MATERIAL SHOWN -

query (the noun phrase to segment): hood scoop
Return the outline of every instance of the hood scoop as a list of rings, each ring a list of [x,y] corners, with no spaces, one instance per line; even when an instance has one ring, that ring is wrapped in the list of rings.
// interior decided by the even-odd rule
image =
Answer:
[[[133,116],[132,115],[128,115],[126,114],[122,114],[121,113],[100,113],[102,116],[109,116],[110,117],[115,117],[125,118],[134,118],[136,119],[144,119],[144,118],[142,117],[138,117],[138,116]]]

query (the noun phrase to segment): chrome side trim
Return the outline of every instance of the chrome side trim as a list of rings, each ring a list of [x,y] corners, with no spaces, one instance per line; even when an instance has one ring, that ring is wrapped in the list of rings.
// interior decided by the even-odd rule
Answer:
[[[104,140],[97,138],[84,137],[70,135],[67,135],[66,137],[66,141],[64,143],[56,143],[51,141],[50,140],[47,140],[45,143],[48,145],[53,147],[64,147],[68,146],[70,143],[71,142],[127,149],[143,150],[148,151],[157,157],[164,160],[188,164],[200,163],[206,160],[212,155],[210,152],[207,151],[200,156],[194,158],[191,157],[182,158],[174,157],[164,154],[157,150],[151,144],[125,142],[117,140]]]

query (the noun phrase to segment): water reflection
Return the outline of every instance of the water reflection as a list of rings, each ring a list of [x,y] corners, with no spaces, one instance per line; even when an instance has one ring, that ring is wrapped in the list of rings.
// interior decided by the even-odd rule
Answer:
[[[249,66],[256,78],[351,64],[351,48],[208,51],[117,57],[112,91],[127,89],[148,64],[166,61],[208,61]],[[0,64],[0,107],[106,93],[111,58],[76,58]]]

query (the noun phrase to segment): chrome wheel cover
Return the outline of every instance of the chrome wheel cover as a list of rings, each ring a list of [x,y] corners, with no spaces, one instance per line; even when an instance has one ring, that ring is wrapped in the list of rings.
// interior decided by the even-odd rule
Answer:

PROBLEM REQUIREMENTS - Switch "chrome wheel cover" to "hubcap" in the part of the listing that opens with the line containing "query (the noun phrase to segment): water" and runs through the end of the listing, and give those lines again with everything else unchanged.

ANSWER TO THE PROBLEM -
query (the noun phrase to segment): water reflection
Return the outline of every instance of the water reflection as a list of rings, each ring a list of [x,y] corners, with no spaces, one instance per line; even when an instance has one ring, that ring is wrapped in the list of rings.
// interior decided by the even-odd rule
Answer:
[[[249,66],[256,78],[351,64],[351,48],[208,51],[117,57],[112,91],[127,89],[148,64],[166,61],[208,61]],[[0,64],[0,107],[106,93],[111,58],[76,58]]]

query (the noun phrase to segment): hubcap
Return the outline of every instance of the hubcap as a list of rings, each ring a list of [x,y] corners, with no spaces, one instance per line; even when an instance has one ring, that ring is wrapped in the list of rings.
// interior decided by the even-odd rule
Answer:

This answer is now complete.